End Of An Era: Pay'n Save Being Bought By Pay Less
Another hallowed Northwest retailing name, Pay'n Save, will slip into history this year under terms of an agreement announced yesterday to sell the chain to Pay Less Drugs.
About 375 employees at Pay'n Save's West Seattle headquarters will be laid off at the end of July. Pay Less said it expects to continue operating Pay'n Save's 124 regional stores, including 95 in Washington with 3,500 employees. But the stores will be renamed Pay Less.
"We're buying them (the stores) to operate them," said Karen Sheridan, a spokeswoman for the Wilsonville, Ore., chain. Pay Less now operates 59 stores employing 2,023 people in Washington.
Terms of the sale were not disclosed, but the deal was part of a $275 million overall sale by Pacific Enterprises, a Los Angeles-based holding company of Thrifty Corp. and its 620 drugstores based mostly in California. Thrifty Corp., which also owns Bi-Mart, Big 5 and two other sporting-goods chains, acquired Pay'n Save in 1988.
"It is my belief that most of you will find . . . challenging and rewarding careers with Pay Less," Pay'n Save President Rick Dortch wrote in a letter to Pay'n Save employees distributed yesterday.
But he said for headquarters employees, including those in personnel, marketing and advertising, accounting and financial and executive positions, "there will not be positions available within Pay Less."

• _Source information_

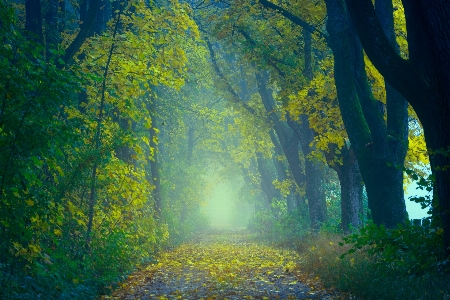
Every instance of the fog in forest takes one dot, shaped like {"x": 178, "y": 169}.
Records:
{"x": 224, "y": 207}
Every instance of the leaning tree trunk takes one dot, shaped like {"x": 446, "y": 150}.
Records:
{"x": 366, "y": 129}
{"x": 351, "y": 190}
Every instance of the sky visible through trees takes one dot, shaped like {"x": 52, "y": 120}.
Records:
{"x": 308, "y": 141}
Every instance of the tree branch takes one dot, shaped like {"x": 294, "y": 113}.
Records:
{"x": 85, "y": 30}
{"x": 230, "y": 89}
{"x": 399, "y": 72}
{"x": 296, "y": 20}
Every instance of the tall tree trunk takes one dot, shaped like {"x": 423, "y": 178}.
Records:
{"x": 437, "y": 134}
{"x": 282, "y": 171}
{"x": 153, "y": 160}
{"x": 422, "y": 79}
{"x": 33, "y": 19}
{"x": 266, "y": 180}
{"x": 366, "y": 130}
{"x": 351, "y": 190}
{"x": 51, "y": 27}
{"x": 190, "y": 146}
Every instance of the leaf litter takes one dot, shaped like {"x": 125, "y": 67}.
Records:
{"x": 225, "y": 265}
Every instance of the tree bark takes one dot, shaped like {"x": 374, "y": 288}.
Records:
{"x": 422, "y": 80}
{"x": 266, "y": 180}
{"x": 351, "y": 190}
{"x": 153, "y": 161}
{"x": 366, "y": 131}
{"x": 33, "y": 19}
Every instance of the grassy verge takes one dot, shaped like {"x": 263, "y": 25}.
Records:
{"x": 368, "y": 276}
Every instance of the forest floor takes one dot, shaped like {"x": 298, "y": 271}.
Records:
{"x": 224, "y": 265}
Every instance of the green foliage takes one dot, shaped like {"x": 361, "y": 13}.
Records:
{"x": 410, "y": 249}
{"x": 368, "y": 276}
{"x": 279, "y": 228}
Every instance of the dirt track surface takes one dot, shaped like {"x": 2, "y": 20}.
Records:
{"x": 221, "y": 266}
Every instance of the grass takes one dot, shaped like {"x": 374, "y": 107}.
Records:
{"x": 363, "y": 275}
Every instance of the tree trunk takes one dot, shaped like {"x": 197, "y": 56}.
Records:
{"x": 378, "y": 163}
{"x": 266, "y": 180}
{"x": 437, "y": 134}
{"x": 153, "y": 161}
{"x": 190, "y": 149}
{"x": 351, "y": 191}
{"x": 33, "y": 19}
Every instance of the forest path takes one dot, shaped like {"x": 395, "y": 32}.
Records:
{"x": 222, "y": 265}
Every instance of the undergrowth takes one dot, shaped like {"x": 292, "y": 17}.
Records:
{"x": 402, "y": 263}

* * *

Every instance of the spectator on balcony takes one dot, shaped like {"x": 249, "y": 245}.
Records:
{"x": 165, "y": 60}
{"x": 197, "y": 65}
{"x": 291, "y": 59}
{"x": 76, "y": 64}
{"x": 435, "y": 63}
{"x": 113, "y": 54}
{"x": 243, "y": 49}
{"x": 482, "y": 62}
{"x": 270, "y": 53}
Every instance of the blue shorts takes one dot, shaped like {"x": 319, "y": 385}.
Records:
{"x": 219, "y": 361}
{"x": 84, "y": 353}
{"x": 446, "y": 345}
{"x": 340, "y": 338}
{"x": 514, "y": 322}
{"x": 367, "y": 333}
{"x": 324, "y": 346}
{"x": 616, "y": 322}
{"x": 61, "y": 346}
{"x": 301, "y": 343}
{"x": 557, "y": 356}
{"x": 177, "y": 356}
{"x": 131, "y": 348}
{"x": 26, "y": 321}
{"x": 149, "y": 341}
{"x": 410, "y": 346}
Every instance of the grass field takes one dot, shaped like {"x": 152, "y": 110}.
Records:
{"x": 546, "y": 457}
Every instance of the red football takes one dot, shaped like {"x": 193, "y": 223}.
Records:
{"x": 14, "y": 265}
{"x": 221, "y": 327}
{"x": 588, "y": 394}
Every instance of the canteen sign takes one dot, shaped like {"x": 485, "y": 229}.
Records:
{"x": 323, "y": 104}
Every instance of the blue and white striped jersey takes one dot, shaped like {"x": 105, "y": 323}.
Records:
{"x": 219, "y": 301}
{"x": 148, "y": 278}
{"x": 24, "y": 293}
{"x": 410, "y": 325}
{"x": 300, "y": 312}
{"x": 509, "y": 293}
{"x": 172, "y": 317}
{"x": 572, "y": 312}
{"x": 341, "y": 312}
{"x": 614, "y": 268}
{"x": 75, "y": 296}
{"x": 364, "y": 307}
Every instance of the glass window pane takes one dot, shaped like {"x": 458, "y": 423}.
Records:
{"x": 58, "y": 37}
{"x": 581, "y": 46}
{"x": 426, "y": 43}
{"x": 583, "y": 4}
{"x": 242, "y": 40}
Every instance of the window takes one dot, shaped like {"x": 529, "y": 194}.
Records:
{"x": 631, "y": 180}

• _Task set_
**1.** Using the article on the Pay'n Save sale, decide whether each statement agrees with it. Answer yes or no for each, and quote the deciding words.
(a) Pay Less plans to keep running the Pay'n Save stores under the Pay'n Save name.
(b) Thrifty Corp. acquired Pay'n Save in 1988.
(c) The price paid for Pay'n Save alone was $275 million.
**2.** Return the passage from the article on the Pay'n Save sale that starts at "About 375 employees" and ends at "renamed Pay Less.", copied word for word.
**3.** Resume the article on the Pay'n Save sale after its last sentence.

• _Exercise responses_
**1.**
(a) No: "But the stores will be renamed Pay Less."
(b) Yes: "Thrifty Corp., which also owns Bi-Mart, Big 5 and two other sporting-goods chains, acquired Pay'n Save in 1988."
(c) No: "Terms of the sale were not disclosed, but the deal was part of a $275 million overall sale by Pacific Enterprises"

**2.**
About 375 employees at Pay'n Save's West Seattle headquarters will be laid off at the end of July. Pay Less said it expects to continue operating Pay'n Save's 124 regional stores, including 95 in Washington with 3,500 employees. But the stores will be renamed Pay Less.

**3.**
Terms of the agreement are expected to be completed by mid-summer. Employees at the headquarters will be retained until the end of July, a spokeswoman said.
Pay'n Save's distribution center in Auburn will remain open and its 250 employees retained, Sheridan said.
Founded in 1947 by Monte Bean, a prominent business leader and then Tradewell grocery-store president, Pay'n Save built a reputation through the 1950s and 1960s for quality merchandise, efficient service and no-questions-asked guarantees. By the early 1980s, Bean had built his company into the area's largest retailer - and one of the largest in the West - encompassing Ernst, Bi-Mart, Lamont's, Schuck's and Yard Birds.
In the money-trading 1980s, however, the Pay'n Save empire began to crumble. Growing competition from supermarkets, direct marketers, generic drug sellers, alternative health and medicine outlets and other market forces chipped away at its customer base.
In 1984, New York investors Julius and Eddie Trump (unrelated to real-estate magnate Donald Trump) gained control of Pay'n Save in a tumultuous leveraged buyout.
Four years later, as the chain reeled from three consecutive years of huge losses, it was sold to Pacific Enterprises in a stock swap valued at $234 million.
Under Dortch's guidance, Pay'n Save had begun a turnaround, with the past eight months' performance exceeding corporate expectations. But a sale of the chain had been rumored for several months, and last week's announcement of a $28 million first-quarter retailing operating loss by Pacific Enterprises as well as a $475 million charge against earnings fueled speculation that a deal was near.